# Supplied material
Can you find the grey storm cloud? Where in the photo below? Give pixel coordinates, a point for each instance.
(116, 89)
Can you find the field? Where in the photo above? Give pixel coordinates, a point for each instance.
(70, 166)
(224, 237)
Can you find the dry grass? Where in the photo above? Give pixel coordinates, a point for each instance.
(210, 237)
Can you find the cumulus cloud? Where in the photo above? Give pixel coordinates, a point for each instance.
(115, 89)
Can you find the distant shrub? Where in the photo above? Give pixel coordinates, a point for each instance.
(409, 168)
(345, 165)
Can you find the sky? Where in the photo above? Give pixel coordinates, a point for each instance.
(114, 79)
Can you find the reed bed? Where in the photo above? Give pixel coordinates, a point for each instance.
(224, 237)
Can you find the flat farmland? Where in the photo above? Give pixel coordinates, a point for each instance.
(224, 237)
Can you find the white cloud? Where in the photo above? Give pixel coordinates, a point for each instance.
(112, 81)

==

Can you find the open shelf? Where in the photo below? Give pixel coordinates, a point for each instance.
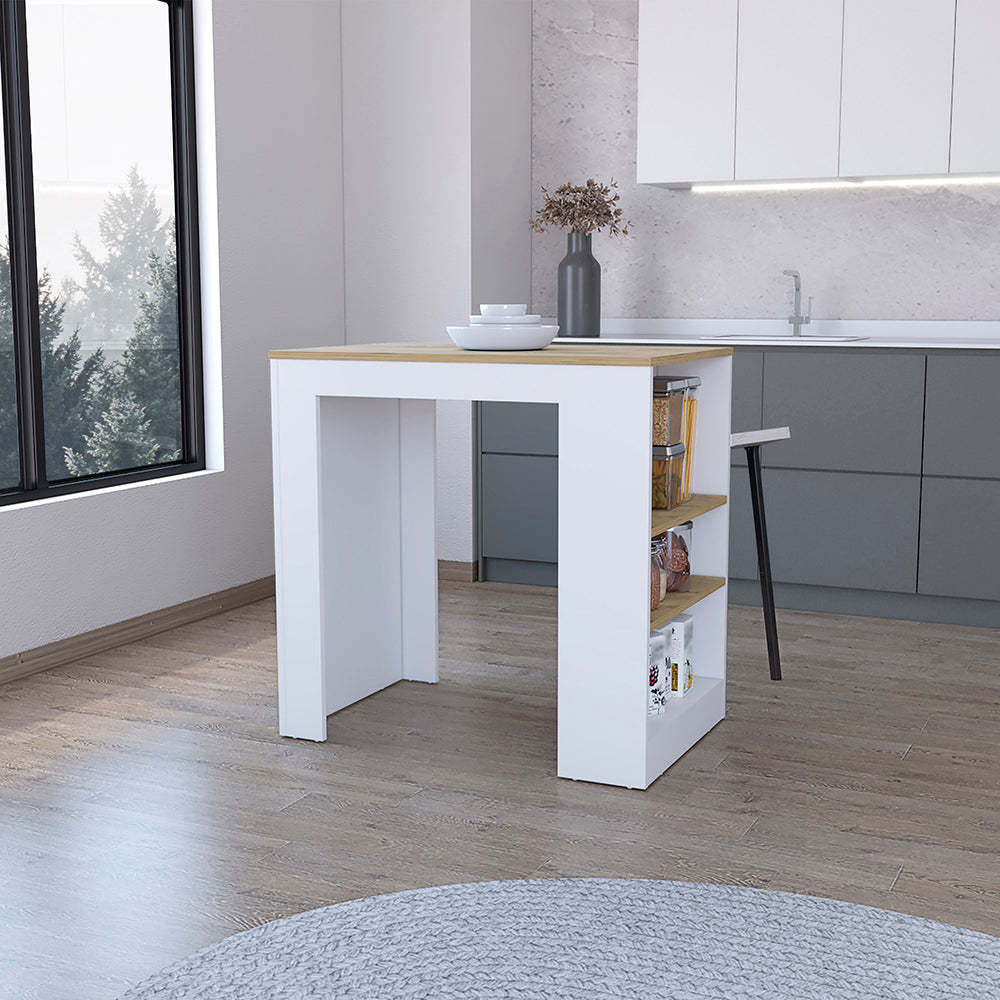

# Requirement
Copy out each line of the entries above that contains the string "below". Case matters, so count only matches with the same capitalization.

# Answer to this problem
Can you find the grey storm cloud? Where in the photo below? Give pixel coordinates, a point for each instance.
Can you find the open shelf? Where in the photo below? Give pixel coordinates, a point for each instance.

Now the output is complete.